● TASK DESCRIPTION
Pull every line containing the word "steel" out of the material below.

● EXTRACTED RECORDS

┏━━

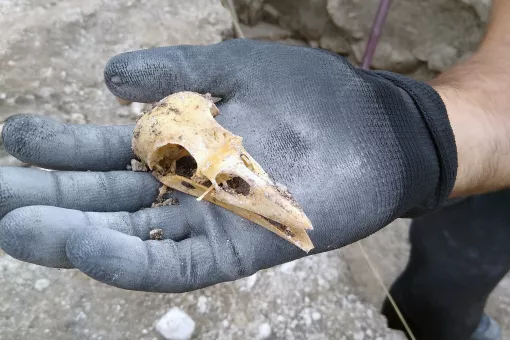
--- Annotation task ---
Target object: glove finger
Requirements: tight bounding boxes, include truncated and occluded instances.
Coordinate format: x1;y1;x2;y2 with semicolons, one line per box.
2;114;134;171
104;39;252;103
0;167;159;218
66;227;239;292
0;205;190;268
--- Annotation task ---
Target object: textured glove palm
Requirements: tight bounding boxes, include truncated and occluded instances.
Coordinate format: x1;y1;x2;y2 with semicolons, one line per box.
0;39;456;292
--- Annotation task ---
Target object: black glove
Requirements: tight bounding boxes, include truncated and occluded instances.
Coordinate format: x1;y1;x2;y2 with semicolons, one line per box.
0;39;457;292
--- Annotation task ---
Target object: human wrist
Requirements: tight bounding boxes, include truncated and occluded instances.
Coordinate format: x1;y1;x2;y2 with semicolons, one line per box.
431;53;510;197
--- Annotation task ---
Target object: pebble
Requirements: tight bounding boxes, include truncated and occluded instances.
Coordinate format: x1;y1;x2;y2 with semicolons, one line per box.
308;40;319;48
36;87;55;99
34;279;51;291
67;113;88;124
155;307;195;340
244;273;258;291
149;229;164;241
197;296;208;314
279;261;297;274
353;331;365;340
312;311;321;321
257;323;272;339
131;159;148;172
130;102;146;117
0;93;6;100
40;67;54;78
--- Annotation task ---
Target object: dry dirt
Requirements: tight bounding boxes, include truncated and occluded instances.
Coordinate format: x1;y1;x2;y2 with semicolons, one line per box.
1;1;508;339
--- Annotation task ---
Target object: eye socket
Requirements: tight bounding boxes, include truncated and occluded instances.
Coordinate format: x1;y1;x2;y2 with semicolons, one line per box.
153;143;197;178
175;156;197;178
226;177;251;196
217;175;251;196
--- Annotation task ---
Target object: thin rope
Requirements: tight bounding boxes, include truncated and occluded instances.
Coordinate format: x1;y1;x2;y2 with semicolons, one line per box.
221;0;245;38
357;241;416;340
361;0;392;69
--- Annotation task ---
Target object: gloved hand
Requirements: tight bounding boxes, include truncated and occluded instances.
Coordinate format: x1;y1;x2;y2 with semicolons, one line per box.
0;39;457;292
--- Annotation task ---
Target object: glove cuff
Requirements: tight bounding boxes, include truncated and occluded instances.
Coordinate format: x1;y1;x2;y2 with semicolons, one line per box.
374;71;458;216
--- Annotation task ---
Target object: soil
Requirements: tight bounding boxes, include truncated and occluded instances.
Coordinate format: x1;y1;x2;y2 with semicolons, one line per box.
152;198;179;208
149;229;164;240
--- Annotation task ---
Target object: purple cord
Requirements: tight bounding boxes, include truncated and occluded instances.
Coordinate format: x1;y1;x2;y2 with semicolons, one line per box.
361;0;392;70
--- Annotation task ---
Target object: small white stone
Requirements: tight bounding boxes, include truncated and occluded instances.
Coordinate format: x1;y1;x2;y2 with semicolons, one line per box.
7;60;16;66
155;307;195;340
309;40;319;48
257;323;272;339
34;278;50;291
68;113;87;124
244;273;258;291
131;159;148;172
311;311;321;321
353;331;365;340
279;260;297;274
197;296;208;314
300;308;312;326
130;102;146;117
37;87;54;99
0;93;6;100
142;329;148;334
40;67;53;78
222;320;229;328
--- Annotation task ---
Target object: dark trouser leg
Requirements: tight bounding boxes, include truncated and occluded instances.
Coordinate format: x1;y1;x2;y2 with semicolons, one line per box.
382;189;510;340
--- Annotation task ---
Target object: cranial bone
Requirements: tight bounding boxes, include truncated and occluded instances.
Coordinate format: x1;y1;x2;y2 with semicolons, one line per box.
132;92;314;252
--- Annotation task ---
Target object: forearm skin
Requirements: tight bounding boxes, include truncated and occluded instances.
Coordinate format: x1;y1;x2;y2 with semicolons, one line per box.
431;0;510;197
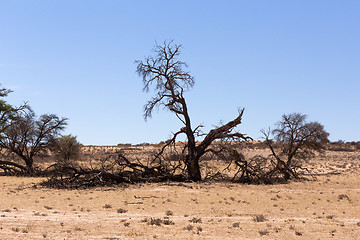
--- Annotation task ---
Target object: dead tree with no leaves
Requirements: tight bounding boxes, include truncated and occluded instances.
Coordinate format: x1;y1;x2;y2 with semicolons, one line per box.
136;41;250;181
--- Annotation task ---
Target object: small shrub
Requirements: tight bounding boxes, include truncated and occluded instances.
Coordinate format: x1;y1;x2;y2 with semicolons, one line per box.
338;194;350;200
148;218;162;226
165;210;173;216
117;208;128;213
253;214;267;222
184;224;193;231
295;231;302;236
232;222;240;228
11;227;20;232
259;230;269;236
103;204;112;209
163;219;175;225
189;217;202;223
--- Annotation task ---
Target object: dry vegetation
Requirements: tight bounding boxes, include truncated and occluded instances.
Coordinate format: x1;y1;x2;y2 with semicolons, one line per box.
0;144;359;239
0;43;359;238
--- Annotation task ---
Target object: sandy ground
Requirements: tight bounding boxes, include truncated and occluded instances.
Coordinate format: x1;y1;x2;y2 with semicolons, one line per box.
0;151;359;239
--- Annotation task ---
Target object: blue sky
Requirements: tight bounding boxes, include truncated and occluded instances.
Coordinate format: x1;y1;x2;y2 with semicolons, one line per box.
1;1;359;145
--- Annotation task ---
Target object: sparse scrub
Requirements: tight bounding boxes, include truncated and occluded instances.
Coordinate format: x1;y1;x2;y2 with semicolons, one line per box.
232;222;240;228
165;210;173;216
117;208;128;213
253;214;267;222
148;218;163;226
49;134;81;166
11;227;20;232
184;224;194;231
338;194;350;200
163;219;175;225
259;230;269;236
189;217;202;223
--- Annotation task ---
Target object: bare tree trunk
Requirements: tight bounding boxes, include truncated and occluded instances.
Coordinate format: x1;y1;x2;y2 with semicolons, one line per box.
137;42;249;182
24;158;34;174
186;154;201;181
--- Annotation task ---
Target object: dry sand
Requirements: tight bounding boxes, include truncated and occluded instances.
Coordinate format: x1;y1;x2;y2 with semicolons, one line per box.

┗━━
┏━━

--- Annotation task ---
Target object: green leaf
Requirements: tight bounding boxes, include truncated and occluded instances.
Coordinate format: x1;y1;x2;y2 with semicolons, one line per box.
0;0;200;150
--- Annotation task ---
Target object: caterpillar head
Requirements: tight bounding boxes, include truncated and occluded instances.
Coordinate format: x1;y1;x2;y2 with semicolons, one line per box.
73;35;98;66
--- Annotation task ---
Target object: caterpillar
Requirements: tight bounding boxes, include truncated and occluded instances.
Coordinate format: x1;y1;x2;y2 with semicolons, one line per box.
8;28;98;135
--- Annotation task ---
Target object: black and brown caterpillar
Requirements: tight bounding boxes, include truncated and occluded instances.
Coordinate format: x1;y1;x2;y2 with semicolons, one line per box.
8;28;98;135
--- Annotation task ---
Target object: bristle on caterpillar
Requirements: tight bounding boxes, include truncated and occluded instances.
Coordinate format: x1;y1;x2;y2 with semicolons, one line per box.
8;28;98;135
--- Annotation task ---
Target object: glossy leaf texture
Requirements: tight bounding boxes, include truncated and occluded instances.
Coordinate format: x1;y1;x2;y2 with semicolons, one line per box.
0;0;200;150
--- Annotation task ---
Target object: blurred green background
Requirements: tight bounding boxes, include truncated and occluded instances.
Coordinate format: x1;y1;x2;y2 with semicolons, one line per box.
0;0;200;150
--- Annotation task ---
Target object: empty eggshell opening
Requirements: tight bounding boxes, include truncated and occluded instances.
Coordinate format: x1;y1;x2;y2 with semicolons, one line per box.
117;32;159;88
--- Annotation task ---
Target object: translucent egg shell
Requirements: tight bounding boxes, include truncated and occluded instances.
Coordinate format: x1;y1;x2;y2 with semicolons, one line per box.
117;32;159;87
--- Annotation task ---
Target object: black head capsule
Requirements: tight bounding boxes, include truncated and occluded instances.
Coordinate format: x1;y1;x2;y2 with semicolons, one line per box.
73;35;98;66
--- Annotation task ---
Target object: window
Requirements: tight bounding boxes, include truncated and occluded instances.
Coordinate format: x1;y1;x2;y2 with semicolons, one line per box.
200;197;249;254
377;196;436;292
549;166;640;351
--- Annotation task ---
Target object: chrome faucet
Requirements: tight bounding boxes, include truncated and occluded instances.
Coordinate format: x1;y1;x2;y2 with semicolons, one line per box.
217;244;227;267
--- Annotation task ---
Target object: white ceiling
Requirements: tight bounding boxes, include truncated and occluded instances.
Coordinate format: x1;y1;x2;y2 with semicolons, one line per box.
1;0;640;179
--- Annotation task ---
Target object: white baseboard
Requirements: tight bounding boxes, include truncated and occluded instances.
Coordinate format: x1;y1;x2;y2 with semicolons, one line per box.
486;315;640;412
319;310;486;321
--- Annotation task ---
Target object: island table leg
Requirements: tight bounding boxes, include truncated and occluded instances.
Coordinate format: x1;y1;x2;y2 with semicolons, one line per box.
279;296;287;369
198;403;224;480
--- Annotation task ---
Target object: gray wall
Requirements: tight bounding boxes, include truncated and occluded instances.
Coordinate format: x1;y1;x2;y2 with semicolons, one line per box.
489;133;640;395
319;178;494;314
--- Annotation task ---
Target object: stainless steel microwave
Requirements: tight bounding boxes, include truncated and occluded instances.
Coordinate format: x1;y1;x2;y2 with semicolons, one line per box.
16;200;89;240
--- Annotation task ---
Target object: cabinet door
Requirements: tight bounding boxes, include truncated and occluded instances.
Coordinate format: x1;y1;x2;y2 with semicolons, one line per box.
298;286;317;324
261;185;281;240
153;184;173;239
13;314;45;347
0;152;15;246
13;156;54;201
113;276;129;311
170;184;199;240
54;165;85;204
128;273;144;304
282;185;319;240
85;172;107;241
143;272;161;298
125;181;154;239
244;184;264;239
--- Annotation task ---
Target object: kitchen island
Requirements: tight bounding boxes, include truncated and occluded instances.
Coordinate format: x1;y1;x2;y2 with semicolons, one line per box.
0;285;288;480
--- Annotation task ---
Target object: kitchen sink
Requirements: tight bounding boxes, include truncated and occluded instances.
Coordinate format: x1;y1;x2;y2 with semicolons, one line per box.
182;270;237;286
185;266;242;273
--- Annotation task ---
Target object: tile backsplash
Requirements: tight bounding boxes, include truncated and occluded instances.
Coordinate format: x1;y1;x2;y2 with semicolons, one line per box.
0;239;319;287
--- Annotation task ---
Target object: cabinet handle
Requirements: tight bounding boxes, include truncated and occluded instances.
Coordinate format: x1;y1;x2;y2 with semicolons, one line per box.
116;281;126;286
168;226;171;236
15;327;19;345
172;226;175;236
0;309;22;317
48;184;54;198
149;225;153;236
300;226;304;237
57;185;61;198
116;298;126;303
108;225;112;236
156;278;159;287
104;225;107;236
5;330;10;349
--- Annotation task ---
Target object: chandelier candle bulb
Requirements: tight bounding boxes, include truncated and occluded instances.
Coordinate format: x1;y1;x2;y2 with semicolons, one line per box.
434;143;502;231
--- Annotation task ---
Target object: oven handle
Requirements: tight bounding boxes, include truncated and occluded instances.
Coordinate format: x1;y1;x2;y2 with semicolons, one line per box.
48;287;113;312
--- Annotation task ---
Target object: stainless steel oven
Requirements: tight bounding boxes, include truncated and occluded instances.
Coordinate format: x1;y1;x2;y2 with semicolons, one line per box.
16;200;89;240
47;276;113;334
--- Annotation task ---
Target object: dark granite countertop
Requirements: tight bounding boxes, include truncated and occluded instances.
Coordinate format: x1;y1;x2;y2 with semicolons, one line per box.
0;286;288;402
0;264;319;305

┗━━

● ANSWER SPACE
Target object: stainless steel microwave
Target object: stainless steel oven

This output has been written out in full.